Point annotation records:
_ _ _
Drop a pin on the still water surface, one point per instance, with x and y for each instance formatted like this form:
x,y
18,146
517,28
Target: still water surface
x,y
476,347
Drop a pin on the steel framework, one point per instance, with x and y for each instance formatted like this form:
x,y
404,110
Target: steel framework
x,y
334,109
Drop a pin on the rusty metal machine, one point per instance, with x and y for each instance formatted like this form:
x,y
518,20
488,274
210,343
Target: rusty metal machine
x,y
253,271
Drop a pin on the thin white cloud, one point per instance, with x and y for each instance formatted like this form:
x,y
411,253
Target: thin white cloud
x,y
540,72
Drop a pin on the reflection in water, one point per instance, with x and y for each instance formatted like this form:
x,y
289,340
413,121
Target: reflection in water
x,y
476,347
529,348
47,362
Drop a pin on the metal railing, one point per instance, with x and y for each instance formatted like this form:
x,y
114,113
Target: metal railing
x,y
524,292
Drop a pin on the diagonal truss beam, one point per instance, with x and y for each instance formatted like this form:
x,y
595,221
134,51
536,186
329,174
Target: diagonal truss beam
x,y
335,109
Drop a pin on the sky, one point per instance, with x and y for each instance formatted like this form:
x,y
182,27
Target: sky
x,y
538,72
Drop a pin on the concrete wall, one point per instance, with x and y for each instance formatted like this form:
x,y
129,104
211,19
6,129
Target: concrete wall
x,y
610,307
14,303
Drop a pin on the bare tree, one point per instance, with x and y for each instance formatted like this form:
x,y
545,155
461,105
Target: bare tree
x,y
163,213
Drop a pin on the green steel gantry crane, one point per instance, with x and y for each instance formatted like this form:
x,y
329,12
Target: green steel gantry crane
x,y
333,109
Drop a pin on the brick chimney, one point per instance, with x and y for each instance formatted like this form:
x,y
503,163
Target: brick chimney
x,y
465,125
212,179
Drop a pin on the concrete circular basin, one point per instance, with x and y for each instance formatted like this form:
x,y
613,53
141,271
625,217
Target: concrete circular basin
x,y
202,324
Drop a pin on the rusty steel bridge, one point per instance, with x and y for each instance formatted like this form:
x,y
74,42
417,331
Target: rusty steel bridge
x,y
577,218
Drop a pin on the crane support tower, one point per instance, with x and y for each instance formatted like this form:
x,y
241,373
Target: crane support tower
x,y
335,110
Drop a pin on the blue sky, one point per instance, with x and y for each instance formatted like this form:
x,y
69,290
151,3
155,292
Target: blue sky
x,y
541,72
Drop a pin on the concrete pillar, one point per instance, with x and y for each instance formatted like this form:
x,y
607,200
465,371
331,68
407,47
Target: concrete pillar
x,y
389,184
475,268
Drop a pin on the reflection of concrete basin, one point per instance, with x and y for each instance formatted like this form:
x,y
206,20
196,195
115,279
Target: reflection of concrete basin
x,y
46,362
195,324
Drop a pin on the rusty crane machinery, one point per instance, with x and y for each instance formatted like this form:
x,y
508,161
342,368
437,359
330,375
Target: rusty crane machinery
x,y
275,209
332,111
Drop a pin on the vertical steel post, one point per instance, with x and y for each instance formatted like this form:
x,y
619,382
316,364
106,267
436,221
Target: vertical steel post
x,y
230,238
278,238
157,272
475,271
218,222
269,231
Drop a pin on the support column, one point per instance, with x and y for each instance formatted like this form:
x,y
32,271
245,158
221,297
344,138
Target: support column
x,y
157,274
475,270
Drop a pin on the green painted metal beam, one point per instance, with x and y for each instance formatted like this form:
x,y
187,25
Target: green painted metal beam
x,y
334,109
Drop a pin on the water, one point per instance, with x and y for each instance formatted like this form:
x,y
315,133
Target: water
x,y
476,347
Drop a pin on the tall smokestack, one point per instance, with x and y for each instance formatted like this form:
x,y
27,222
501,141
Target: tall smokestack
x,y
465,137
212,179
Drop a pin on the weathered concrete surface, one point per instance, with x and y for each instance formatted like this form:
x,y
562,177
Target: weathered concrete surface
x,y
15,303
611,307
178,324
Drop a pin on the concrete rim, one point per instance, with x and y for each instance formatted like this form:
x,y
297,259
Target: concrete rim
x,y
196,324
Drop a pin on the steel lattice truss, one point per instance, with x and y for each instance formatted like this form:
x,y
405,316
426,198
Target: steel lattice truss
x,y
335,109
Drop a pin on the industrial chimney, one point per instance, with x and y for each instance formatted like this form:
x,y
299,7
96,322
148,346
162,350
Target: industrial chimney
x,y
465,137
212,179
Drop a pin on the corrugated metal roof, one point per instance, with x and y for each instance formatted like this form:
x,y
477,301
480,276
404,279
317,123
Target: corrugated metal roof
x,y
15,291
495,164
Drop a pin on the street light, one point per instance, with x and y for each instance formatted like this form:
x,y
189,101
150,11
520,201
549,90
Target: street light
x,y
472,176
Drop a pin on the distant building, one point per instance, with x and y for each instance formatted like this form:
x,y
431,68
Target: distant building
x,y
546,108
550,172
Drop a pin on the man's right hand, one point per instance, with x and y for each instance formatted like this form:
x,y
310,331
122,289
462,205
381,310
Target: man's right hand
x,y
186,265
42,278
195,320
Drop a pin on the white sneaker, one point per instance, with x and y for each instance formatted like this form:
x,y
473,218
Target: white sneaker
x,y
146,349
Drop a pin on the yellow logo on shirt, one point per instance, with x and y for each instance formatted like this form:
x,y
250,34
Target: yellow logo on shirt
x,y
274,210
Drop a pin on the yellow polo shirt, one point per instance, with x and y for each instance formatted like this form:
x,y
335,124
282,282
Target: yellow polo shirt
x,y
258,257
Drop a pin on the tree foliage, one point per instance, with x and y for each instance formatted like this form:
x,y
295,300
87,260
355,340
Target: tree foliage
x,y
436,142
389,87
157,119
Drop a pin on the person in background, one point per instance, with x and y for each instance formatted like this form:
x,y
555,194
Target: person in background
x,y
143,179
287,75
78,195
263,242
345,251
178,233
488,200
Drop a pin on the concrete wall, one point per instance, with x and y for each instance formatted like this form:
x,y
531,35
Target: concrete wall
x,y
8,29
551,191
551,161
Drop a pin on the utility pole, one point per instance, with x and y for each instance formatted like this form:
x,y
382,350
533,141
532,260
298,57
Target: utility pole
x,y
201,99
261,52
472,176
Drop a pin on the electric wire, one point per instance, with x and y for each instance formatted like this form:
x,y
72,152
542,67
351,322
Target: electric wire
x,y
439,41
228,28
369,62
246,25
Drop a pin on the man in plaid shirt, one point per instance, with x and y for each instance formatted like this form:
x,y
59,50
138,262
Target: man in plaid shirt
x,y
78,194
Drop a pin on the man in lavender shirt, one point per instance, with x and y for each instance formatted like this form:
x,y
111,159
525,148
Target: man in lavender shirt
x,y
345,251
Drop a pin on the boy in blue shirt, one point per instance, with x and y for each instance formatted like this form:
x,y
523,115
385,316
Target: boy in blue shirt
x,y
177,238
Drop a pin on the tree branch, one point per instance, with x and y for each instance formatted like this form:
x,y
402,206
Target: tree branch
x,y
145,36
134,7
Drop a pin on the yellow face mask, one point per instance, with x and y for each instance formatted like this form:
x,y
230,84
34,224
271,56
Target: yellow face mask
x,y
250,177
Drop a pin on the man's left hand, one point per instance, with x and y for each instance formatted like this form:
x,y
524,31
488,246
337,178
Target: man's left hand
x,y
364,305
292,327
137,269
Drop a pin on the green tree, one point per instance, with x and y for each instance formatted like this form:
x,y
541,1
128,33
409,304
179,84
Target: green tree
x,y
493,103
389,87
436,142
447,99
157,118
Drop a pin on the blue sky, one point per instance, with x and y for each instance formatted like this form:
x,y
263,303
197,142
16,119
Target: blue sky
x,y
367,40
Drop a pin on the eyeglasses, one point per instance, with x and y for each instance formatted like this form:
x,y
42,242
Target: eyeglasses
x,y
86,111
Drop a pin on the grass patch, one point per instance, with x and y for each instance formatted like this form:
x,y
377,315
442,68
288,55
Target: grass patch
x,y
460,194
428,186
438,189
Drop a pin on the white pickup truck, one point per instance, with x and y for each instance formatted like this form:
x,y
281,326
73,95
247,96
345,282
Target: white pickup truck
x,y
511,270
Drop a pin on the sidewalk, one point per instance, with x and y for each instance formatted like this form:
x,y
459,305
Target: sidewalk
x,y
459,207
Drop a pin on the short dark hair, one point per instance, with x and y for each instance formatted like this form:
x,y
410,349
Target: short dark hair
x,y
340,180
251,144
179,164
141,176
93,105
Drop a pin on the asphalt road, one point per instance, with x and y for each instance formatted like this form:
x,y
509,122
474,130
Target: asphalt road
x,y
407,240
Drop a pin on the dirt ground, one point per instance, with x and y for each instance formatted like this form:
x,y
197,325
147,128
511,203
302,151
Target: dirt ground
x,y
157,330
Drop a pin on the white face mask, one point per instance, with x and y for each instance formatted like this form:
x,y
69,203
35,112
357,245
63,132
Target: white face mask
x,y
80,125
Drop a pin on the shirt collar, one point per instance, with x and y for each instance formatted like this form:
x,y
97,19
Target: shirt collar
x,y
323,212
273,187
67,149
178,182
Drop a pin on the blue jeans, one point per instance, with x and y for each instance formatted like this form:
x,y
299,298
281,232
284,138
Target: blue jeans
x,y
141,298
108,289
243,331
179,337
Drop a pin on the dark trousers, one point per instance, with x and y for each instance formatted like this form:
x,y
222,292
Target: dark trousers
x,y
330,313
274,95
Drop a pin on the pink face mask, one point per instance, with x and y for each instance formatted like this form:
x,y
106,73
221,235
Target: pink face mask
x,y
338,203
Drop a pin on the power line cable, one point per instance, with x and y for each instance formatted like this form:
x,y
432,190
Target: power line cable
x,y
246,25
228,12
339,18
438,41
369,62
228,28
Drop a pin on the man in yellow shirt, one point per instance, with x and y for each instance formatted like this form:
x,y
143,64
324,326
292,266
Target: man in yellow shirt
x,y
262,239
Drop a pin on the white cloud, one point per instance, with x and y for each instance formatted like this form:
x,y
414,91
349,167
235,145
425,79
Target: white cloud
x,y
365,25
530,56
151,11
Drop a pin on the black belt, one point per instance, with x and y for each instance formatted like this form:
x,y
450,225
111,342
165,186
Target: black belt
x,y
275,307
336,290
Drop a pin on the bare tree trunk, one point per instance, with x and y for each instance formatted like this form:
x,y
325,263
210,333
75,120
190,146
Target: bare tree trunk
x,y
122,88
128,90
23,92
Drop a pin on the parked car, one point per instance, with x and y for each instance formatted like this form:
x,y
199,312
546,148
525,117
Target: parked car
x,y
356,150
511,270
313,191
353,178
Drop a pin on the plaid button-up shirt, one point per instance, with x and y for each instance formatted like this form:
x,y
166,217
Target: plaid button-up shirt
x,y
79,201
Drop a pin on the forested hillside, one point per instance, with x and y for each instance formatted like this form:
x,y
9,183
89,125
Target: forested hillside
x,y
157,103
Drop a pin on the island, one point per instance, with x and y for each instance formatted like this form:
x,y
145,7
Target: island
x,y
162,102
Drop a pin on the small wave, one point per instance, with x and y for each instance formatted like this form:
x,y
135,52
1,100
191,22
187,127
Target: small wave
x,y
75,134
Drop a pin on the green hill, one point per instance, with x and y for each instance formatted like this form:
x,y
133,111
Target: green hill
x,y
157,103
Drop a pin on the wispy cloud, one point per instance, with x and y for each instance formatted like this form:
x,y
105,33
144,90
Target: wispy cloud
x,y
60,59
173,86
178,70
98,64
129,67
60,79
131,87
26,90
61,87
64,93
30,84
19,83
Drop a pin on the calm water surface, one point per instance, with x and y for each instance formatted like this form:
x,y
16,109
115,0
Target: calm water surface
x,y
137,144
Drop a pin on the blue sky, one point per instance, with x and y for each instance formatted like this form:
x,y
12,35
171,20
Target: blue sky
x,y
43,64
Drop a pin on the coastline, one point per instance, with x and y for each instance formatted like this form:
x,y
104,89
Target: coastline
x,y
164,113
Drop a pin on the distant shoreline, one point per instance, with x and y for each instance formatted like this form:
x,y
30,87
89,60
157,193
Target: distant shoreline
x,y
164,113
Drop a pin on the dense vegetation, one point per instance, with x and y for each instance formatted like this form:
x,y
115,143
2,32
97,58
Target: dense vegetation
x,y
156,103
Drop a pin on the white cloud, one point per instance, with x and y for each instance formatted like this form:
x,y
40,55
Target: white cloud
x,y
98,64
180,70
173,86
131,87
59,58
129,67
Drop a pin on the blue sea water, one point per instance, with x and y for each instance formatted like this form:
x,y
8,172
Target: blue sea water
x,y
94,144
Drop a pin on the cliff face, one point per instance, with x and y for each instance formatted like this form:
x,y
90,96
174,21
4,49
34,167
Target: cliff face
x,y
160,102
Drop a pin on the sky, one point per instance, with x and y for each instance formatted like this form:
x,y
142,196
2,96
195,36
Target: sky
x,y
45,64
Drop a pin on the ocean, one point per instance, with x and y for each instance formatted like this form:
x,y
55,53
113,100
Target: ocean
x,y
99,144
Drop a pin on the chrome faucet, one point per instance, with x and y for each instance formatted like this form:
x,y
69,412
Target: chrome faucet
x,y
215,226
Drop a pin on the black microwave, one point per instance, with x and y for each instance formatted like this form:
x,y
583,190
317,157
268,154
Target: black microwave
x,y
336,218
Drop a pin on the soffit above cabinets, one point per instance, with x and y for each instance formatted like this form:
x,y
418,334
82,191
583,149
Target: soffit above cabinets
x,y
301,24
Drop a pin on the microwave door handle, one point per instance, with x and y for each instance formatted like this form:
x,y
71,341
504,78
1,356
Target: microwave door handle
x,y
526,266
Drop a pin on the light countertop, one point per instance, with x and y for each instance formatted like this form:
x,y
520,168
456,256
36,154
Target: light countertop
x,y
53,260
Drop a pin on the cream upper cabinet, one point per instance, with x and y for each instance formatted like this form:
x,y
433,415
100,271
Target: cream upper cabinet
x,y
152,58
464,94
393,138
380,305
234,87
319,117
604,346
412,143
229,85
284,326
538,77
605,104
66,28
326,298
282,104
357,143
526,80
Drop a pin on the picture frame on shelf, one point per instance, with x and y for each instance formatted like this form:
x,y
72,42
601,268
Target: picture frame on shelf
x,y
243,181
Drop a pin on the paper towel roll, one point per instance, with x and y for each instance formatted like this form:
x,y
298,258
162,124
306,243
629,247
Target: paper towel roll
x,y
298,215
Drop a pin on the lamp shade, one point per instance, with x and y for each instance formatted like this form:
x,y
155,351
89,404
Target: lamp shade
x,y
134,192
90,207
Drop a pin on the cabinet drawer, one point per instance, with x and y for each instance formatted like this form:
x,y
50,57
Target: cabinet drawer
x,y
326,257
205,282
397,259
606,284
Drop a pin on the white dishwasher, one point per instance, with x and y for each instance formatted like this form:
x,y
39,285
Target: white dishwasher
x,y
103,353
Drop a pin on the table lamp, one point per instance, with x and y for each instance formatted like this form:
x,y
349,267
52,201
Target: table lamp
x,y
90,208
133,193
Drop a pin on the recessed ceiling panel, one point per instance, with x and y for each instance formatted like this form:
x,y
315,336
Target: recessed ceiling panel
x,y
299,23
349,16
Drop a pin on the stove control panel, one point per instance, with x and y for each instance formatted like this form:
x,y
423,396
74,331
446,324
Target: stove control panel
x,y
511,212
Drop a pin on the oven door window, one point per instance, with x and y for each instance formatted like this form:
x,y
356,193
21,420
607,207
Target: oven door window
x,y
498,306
_ _ _
**TASK TO COMPLETE**.
Through the last line of the entries above, beginning at the line containing "Drop a pin on the lamp", transcribe each line exactly, both ends included and nothing more.

**OUTPUT BELOW**.
Drop a pin on the lamp shade, one point per instance, with x and y for each instance formatted like this form:
x,y
155,351
89,404
Target: lamp shade
x,y
134,192
90,207
Drop a pin on the cabinet drawer, one point per instance, with x and y for each instance formatted like this form:
x,y
50,57
Target: cabinet drawer
x,y
326,257
205,282
397,259
606,284
Drop a pin on the white dishwasher, one point per instance, with x and y for each instance formatted like this form:
x,y
39,285
Target: white dishwasher
x,y
103,353
Drop a pin on the table lamp, one point per instance, with x and y for each instance formatted like this form:
x,y
349,267
52,201
Target: table lamp
x,y
90,208
133,193
Drop a pin on the recessed ceiling panel, one point per instance, with x and y for each instance formatted like this form:
x,y
315,336
Target: recessed ceiling panel
x,y
299,23
349,16
Drop a pin on the stove control panel, one point per instance, with x and y for each instance formatted like this form:
x,y
423,396
74,331
446,324
Target: stove control panel
x,y
511,212
Drop a pin on the oven door window, one point per instance, with x and y for each instance formatted like this form:
x,y
356,193
21,420
607,207
Target: oven door window
x,y
498,306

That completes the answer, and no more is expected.